■ EXERCISE REQUIREMENTS ■
From the line with "Pick out the bicycle" to the final line, print the records exactly as they are.
(DATA LISTING begins)
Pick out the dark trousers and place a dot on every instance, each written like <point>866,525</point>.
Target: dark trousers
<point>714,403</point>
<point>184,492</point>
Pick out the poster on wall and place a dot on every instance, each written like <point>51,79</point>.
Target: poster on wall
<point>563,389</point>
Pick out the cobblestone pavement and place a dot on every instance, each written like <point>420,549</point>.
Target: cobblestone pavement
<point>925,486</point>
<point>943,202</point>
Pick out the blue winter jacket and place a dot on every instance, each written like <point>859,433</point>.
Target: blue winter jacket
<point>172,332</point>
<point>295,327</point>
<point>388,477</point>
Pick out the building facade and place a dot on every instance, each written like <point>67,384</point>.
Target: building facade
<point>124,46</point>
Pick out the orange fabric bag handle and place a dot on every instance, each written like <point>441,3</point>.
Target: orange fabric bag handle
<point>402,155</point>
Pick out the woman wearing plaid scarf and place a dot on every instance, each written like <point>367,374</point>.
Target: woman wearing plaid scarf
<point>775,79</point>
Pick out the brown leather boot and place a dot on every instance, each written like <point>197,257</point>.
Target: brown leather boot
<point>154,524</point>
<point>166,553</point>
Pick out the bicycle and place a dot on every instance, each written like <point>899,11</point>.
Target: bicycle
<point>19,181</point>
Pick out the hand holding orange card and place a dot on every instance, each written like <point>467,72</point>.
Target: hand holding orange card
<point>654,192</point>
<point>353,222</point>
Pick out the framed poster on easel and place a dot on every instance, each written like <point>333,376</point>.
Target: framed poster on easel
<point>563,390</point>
(DATA LISTING ends)
■ YOUR RESPONSE ■
Pick out the bicycle and place a dot on every instance, each written like <point>899,11</point>.
Target: bicycle
<point>19,181</point>
Pick out the hand holding orange card and place a dot on every instance, each written like <point>467,72</point>.
Target: hand holding orange card
<point>654,192</point>
<point>353,222</point>
Pick out the framed poster on easel and place a dot on every instance, each written like <point>333,376</point>.
Target: framed poster on easel
<point>563,390</point>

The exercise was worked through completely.